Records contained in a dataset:
---

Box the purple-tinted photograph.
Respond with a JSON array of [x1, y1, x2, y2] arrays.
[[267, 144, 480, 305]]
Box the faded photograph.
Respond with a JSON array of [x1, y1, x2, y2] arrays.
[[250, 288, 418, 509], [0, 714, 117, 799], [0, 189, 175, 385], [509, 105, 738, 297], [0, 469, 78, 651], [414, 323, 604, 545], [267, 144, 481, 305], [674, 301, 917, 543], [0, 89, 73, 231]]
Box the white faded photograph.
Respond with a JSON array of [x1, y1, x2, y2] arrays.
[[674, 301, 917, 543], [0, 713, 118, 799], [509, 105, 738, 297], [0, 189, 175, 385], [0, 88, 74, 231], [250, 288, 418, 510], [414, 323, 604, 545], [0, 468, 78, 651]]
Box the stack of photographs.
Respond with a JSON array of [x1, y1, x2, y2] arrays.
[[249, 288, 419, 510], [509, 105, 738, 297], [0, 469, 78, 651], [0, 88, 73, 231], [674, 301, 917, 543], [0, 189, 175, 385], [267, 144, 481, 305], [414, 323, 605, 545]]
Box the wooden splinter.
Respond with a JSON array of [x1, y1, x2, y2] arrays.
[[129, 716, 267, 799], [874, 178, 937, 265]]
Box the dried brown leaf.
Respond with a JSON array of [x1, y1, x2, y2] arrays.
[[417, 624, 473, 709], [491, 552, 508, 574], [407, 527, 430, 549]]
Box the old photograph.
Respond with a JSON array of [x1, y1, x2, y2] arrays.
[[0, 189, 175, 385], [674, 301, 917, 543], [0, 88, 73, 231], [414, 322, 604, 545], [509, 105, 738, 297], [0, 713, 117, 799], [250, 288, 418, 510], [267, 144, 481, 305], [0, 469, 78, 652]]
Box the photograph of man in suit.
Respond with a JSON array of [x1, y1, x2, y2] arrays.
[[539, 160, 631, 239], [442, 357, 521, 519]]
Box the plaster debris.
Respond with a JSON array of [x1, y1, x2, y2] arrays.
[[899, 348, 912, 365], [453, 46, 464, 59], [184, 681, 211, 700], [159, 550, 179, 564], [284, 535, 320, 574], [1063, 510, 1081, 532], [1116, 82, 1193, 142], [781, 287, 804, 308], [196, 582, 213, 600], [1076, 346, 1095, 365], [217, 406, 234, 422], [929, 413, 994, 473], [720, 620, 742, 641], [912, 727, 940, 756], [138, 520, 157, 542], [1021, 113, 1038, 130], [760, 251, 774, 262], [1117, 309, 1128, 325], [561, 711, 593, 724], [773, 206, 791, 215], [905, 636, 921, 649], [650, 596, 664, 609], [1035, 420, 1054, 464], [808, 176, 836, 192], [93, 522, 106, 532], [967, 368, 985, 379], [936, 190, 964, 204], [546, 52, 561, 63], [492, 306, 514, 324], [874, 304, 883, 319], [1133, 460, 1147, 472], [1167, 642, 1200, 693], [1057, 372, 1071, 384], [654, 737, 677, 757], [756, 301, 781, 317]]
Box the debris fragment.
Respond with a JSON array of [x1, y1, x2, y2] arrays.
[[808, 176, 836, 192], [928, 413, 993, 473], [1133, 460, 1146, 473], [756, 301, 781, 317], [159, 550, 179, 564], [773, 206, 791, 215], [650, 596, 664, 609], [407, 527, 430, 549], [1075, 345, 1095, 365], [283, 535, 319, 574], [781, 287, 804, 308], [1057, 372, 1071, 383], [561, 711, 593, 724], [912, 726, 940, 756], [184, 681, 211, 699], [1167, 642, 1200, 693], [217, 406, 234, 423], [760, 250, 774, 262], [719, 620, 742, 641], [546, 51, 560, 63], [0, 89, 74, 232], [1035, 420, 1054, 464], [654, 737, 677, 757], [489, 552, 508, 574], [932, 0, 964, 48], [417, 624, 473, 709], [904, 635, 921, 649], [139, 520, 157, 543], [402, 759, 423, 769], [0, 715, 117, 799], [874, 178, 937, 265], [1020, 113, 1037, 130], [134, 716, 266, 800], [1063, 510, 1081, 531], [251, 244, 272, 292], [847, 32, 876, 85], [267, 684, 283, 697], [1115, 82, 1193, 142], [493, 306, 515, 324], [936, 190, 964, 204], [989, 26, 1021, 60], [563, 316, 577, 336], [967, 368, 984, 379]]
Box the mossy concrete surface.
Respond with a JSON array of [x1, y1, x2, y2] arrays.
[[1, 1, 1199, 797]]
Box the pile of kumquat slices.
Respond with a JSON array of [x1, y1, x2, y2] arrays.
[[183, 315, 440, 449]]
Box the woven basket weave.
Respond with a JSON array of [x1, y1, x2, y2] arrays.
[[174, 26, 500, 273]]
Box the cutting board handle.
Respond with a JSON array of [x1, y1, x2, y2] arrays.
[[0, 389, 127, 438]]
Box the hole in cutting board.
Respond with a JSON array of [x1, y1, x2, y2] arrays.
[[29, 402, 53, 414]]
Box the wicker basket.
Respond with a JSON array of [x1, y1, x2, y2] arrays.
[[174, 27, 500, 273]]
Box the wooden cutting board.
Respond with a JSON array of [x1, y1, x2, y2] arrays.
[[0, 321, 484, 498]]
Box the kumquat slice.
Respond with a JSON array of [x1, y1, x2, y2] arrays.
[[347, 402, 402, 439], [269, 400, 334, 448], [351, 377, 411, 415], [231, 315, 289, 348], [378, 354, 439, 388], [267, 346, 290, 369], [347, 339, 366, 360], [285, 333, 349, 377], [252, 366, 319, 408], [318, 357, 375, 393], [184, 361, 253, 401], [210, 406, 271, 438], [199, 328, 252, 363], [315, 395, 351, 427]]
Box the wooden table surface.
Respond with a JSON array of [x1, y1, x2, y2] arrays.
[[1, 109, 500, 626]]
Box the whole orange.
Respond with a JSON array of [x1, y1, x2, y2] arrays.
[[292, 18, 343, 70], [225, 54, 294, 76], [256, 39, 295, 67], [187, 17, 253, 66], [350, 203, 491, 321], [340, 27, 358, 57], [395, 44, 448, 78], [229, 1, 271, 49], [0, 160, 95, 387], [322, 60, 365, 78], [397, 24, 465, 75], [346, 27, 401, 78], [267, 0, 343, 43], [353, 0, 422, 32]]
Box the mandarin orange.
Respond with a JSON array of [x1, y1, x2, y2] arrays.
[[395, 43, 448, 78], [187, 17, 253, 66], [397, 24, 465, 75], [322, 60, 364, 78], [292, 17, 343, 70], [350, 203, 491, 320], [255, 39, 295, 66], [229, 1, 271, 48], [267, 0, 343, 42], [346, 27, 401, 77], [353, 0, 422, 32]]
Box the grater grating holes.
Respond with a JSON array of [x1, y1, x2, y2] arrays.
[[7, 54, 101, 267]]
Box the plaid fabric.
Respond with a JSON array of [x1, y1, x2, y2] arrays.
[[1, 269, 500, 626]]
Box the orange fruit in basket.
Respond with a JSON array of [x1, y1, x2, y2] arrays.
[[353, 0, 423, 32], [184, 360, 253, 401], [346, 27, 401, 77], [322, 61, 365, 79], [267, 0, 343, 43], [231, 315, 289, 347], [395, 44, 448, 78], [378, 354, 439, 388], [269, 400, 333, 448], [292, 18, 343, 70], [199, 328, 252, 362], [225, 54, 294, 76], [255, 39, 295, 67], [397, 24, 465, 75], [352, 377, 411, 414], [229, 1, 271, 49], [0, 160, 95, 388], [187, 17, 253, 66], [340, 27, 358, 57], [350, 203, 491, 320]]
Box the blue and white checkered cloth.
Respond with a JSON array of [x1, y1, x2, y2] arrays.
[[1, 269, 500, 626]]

---

— What you are asked to do —
Respond with one number, namely the count of lines in the entries above that hold the word "basket".

— Response area —
3